Prompt 1:
In the text on the Nile, what was a column marked with cubits for measuring the rise of the water called?

Document:
○ ○ ○
To return to the Nile. Certain columns were erected in different parts of the valley, on which cubits and the subdivisions of cubits were marked and numbered, for the purpose of ascertaining precisely the rise of the water. Such a column was called a Nilometer. There was one near Memphis, which was at the upper point of the Delta, and others further up the river. Such pillars continue to be used to mark the height of the inundations to the present day.
The object of thus accurately ascertaining the rise of the water was not mere curiosity, for there were certain important business operations which depended upon the results. The fertility and productiveness of the soil each year were determined almost wholly by the extent of the inundation; and as the ability of the people to pay tribute depended upon their crops, the Nilometer furnished the government with a criterion by which they regulated the annual assessments of the taxes. There were certain canals, too, made to convey the water to distant tracts of land, which were opened or kept closed according as the water rose to a higher or lower point. All these things were regulated by the indications of the Nilometer.
Comparative antiquity of various objects.
Great age of the Pyramids.
Egypt was famed in the days of Xerxes for those enormous structures and ruins of structures whose origin was then, as now, lost in a remote antiquity. Herodotus found the Pyramids standing in his day, and presenting the same spectacle of mysterious and solitary grandeur which they exhibited to Napoleon. He speculated on their origin and their history, just as the philosophers and travelers of our day do. In fact, he knew less and could learn less about them than is known now. It helps to impress our minds with an idea of the extreme antiquity of these and the other architectural wonders of Egypt, to compare them with things which are considered old in the Western world. The ancient and venerable colleges and halls of Oxford and Cambridge are, many of them, two or three hundred years old. There are remains of the old wall of the city of London which has been standing seven hundred years. This is considered a great antiquity. There are, however, Roman ruins in Britain, and in various parts of Europe, more ancient still. They have been standing eighteen hundred years! People look upon these with a species of wonder and awe that they have withstood the destructive influences of time so long. But as to the Pyramids, if we go back twenty-five hundred years, we find travelers visiting and describing them then—monuments as ancient, as venerable, as mysterious and unknown in their eyes, as they appear now in ours. We judge that a mountain is very distant when, after traveling many miles toward it, it seems still as distant as ever. Now, in tracing the history of the pyramids, the obelisks, the gigantic statues, and the vast columnar ruins of the Nile, we may go back twenty-five hundred years, without, apparently, making any progress whatever toward reaching their origin.
Its relation to Persia.
○ ○ ○
Prompt 2:
Recast the records as a numbered list, from the line containing "the mountain this" down through the end of the records, including both of those lines and leaving out blank lines.

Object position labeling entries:
○ ○ ○
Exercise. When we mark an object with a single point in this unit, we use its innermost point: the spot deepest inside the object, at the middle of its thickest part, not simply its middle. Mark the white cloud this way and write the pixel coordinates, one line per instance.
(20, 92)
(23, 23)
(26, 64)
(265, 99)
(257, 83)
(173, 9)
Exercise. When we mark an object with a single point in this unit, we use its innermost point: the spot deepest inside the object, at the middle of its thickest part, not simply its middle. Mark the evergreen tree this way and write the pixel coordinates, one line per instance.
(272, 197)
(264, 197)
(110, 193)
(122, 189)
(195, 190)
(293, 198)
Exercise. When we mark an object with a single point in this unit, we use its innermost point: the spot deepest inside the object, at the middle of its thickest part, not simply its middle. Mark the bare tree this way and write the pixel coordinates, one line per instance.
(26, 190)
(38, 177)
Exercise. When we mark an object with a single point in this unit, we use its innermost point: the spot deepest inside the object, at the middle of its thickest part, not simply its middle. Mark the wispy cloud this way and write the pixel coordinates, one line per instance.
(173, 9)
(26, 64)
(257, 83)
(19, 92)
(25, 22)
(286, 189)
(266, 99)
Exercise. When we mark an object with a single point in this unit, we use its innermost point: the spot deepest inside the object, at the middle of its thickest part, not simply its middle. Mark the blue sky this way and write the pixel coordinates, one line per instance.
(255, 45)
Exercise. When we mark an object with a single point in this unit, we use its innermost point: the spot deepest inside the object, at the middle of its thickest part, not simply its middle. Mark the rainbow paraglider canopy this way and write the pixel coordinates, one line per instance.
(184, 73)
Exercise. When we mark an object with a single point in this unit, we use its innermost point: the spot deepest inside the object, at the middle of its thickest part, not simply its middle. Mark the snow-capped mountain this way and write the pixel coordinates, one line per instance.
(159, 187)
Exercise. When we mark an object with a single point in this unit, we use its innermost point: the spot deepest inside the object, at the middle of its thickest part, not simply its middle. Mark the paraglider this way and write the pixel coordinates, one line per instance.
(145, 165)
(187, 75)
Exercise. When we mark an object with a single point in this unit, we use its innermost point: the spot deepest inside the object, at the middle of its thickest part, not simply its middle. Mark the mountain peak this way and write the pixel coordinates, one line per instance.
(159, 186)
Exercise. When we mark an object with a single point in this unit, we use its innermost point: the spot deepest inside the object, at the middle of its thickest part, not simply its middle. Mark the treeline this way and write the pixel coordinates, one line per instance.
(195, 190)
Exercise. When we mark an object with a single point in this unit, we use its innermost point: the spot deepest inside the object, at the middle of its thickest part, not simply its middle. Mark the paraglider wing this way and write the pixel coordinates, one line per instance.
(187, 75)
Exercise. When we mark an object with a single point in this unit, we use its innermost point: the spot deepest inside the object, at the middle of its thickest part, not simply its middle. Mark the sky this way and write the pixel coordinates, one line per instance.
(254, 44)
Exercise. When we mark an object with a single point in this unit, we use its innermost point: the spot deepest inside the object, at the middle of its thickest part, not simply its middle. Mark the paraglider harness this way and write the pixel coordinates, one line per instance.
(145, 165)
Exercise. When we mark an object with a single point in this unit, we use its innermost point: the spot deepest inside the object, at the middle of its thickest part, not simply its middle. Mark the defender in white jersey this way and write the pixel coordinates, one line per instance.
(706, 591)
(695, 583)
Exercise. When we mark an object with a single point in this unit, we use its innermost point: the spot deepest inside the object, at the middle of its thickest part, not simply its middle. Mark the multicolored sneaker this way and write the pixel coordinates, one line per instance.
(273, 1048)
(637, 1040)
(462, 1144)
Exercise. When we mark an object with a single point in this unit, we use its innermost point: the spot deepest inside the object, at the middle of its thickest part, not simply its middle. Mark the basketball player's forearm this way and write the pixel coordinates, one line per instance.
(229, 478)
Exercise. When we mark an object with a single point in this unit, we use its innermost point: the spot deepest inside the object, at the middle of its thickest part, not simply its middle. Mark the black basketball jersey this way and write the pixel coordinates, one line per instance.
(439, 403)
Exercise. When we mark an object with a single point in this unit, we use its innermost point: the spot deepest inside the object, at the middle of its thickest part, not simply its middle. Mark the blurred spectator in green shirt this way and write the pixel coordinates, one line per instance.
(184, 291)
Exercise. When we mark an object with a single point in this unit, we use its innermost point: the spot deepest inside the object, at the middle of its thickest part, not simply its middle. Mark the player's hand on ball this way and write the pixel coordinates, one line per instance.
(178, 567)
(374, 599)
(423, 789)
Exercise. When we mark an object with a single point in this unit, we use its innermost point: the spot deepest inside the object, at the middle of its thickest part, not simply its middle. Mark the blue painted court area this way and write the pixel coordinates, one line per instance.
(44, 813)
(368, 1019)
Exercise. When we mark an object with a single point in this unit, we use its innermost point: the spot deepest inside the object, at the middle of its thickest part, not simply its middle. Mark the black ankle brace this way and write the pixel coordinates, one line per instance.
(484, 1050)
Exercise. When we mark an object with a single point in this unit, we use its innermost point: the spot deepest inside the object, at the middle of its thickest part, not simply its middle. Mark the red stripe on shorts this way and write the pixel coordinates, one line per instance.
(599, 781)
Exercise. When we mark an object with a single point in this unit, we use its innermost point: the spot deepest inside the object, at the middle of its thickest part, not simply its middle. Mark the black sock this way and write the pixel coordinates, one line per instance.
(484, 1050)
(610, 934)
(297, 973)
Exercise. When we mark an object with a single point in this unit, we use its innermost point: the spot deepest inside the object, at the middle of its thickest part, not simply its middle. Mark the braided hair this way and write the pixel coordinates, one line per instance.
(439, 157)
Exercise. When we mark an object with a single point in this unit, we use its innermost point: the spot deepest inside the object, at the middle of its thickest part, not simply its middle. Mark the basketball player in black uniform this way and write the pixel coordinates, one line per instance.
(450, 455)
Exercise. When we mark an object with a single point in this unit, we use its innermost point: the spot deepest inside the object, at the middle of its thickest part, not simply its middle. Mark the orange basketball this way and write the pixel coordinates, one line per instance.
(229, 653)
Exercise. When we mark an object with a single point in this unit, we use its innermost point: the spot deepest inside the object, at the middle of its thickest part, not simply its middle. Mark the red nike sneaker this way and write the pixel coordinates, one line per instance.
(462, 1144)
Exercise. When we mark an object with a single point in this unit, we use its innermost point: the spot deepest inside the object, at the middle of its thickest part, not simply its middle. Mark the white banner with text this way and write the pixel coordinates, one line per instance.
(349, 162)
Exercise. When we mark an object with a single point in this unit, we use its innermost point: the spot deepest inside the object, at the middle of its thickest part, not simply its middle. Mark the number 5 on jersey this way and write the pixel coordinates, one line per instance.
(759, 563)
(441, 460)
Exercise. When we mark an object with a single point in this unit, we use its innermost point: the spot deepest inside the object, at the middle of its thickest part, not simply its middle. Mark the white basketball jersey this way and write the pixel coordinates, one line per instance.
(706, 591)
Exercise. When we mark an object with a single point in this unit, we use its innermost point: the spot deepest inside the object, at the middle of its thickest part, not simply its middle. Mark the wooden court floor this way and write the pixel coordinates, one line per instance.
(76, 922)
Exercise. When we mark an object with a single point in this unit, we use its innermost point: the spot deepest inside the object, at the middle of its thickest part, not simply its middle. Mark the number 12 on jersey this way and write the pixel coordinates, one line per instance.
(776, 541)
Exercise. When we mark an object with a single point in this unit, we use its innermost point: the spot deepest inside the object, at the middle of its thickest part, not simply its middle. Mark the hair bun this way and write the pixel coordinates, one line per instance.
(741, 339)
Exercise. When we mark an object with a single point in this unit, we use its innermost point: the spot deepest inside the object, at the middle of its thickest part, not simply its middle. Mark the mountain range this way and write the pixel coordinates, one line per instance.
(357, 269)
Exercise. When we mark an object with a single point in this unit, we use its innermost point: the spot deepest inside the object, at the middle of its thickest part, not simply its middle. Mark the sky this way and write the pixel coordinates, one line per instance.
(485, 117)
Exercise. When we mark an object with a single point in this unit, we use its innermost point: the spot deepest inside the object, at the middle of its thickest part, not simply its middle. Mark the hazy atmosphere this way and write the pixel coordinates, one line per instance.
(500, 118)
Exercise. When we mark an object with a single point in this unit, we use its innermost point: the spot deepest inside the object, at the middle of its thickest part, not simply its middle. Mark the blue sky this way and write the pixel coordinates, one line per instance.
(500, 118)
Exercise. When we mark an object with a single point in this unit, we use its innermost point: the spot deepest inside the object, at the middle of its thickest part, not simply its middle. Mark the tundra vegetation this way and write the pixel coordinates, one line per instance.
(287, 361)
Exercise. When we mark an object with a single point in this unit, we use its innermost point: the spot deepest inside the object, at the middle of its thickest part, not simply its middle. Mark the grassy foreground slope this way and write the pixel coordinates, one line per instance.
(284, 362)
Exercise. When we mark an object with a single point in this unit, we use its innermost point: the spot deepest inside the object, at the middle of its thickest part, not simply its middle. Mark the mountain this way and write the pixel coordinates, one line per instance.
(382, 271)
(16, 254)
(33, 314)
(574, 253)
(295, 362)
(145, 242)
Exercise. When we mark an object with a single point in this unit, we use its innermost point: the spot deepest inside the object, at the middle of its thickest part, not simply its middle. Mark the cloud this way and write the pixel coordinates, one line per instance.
○ ○ ○
Result 1:
It was called a Nilometer.

Result 2:
1. Exercise. When we mark an object with a single point in this unit, we use its innermost point: the spot deepest inside the object, at the middle of its thickest part, not simply its middle. Mark the mountain this way and write the pixel coordinates, one line per instance.
2. (382, 271)
3. (16, 254)
4. (33, 314)
5. (574, 253)
6. (295, 362)
7. (145, 242)
8. Exercise. When we mark an object with a single point in this unit, we use its innermost point: the spot deepest inside the object, at the middle of its thickest part, not simply its middle. Mark the cloud this way and write the pixel coordinates, one line per instance.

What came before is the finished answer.